Reproduce every one of the records below, line for line and character for character, with nothing changed.
* start *
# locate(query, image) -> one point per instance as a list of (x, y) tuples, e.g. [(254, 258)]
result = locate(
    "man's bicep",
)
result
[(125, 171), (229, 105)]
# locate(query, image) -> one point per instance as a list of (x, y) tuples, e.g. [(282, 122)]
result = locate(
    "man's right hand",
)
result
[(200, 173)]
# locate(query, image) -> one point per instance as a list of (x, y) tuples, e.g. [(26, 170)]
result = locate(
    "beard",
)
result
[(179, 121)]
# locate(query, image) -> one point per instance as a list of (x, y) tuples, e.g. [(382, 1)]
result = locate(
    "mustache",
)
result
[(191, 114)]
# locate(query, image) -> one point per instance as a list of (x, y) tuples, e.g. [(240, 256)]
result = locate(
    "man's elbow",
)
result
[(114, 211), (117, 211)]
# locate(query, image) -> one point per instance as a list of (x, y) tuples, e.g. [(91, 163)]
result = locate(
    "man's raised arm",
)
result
* end *
FINAL RESULT:
# locate(query, image) -> one point per instance as a list of (x, y) tuples, e.g. [(254, 258)]
result = locate(
    "man's bicep",
)
result
[(125, 171), (229, 105)]
# locate(query, image) -> one point per instance as a list of (x, y) tuples, e.g. [(282, 122)]
result = locate(
    "man's right hand",
)
result
[(200, 173)]
# locate(query, image) -> one point per instance as a list of (x, y) tuples, e.g. [(26, 170)]
result = locate(
    "beard",
)
result
[(179, 121)]
# locate(query, image) -> one point per instance as a list of (x, y) tuples, e.g. [(382, 1)]
result = locate(
    "mustache",
)
result
[(191, 114)]
# locate(query, image) -> one point per instance as a list of (x, y) tuples, e.g. [(240, 256)]
result = locate(
    "man's elbow",
)
result
[(114, 211), (117, 211)]
# locate(query, image) -> one point per instance as a list of (x, y) tuples, e.g. [(91, 163)]
result = locate(
    "man's raised arm",
)
result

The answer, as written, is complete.